Stored data entries
---

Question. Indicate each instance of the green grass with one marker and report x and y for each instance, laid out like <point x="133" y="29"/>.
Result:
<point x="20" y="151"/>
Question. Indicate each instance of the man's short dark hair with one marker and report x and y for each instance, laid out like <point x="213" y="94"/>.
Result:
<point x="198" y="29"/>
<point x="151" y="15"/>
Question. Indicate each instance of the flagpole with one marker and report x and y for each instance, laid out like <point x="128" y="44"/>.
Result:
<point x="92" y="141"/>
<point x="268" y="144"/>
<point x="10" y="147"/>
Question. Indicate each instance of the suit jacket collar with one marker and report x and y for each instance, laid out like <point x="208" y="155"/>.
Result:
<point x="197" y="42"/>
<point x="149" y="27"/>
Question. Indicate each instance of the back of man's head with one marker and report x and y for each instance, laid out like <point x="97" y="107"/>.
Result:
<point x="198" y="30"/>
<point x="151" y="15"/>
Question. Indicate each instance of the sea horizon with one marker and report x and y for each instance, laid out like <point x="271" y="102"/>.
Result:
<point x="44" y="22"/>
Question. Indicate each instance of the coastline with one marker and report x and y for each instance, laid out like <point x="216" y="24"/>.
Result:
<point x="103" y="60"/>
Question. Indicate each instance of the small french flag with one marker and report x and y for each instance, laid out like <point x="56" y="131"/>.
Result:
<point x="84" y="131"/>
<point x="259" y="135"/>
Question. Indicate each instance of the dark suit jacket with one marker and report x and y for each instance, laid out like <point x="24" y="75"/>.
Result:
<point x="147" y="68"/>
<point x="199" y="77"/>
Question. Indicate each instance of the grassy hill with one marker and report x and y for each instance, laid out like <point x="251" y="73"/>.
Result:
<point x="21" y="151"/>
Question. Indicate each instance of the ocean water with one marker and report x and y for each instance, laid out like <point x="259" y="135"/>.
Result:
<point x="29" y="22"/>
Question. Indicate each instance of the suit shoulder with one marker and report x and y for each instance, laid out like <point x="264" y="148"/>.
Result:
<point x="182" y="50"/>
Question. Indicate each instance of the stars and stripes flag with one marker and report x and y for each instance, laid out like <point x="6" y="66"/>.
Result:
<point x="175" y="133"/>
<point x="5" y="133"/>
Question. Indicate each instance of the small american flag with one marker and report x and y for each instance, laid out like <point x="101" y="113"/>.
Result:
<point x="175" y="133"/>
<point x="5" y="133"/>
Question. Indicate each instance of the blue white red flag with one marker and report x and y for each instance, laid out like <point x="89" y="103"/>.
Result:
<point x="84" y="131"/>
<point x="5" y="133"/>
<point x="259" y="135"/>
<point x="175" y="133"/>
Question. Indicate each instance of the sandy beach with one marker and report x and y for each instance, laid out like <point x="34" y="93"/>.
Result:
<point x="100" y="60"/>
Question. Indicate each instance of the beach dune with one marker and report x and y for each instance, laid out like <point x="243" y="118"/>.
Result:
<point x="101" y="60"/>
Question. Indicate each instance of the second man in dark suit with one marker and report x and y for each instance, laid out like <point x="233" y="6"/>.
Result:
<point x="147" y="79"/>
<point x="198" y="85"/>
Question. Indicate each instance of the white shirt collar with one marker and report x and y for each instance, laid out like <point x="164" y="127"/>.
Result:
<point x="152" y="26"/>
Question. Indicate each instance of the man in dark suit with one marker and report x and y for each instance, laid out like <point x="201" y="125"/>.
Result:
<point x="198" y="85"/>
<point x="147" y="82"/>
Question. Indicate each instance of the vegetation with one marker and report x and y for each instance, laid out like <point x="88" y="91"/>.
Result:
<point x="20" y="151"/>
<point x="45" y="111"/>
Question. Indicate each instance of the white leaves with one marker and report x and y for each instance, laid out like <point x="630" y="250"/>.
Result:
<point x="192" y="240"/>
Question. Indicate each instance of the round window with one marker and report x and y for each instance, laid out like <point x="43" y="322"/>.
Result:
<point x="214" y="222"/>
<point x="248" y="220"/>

---

* _Exercise description_:
Every entry above should be duplicated exactly.

* _Answer to this exercise_:
Question. Indicate each instance of the green grass with one marker and report x and y for each instance, laid out like <point x="133" y="29"/>.
Result:
<point x="20" y="151"/>
Question. Indicate each instance of the man's short dark hair with one marker and report x and y for each instance, laid out like <point x="213" y="94"/>.
Result:
<point x="198" y="29"/>
<point x="151" y="15"/>
Question. Indicate each instance of the flagpole with one marker and report x and y for each instance, laid out like <point x="128" y="44"/>.
Result:
<point x="92" y="141"/>
<point x="268" y="144"/>
<point x="10" y="147"/>
Question. Indicate each instance of the suit jacket collar with one marker and report x and y for each instance, laid out like <point x="208" y="155"/>.
Result:
<point x="197" y="42"/>
<point x="149" y="27"/>
Question. Indicate each instance of the back of man's head with one marker and report x and y for each instance, laid out like <point x="97" y="107"/>.
Result:
<point x="198" y="30"/>
<point x="151" y="15"/>
Question. Indicate each instance of the sea horizon with one marker and report x and y for each instance, laid out like <point x="271" y="102"/>.
Result:
<point x="44" y="22"/>
Question. Indicate each instance of the coastline with one marker and report x and y for each instance, laid out like <point x="216" y="24"/>.
Result:
<point x="103" y="60"/>
Question. Indicate each instance of the small french flag with one marker and report x and y for each instance, laid out like <point x="56" y="131"/>.
Result:
<point x="84" y="131"/>
<point x="259" y="135"/>
Question. Indicate each instance of the dark suit jacket with one marker and report x and y for each instance, laid out like <point x="24" y="75"/>.
Result:
<point x="147" y="68"/>
<point x="199" y="77"/>
Question. Indicate each instance of the grassy hill with one marker and report x and y for each instance, laid out like <point x="251" y="73"/>.
Result:
<point x="21" y="151"/>
Question. Indicate each instance of the ocean water with one marker and report x and y for each instance, laid out like <point x="259" y="135"/>.
Result:
<point x="29" y="22"/>
Question. Indicate each instance of the suit shoulder with one marker and report x and y for each instance, laid out like <point x="264" y="148"/>.
Result:
<point x="182" y="50"/>
Question. Indicate each instance of the stars and stripes flag with one marker and report x and y for each instance, laid out like <point x="6" y="66"/>.
Result:
<point x="175" y="133"/>
<point x="5" y="133"/>
Question. Indicate each instance of the small american flag with one marker and report x and y for each instance, laid out like <point x="101" y="113"/>.
Result:
<point x="175" y="133"/>
<point x="5" y="133"/>
Question. Indicate each instance of the blue white red flag with one marker and report x and y for each instance, laid out like <point x="89" y="103"/>.
Result:
<point x="84" y="131"/>
<point x="5" y="133"/>
<point x="259" y="135"/>
<point x="175" y="133"/>
Question. Indicate each instance of the sandy beach with one marker and report x and y for each instance, laid out like <point x="34" y="93"/>.
Result:
<point x="100" y="60"/>
Question. Indicate each instance of the beach dune with one marker and report x and y for each instance, laid out like <point x="243" y="118"/>.
Result:
<point x="101" y="60"/>
Question. Indicate each instance of the second man in dark suit with one marker and report x and y for each instance, laid out like <point x="233" y="6"/>.
Result:
<point x="147" y="79"/>
<point x="198" y="85"/>
Question. Indicate each instance of the white shirt collar with one marker and report x and y for each instance, laid out like <point x="164" y="127"/>.
Result:
<point x="152" y="26"/>
Question. Indicate each instance of the man in dark suit with one marker and report x and y for each instance, laid out like <point x="201" y="125"/>.
Result:
<point x="198" y="85"/>
<point x="147" y="82"/>
Question. Indicate each instance of the vegetation with one marker and report x and y for each instance, laid out like <point x="88" y="91"/>.
Result:
<point x="20" y="151"/>
<point x="45" y="111"/>
Question. Indicate each instance of the white leaves with one marker and report x and y for each instance, laid out like <point x="630" y="250"/>.
Result:
<point x="192" y="240"/>
Question. Indicate each instance of the round window with one marker and report x and y for each instance, laid out like <point x="43" y="322"/>.
Result:
<point x="214" y="222"/>
<point x="248" y="220"/>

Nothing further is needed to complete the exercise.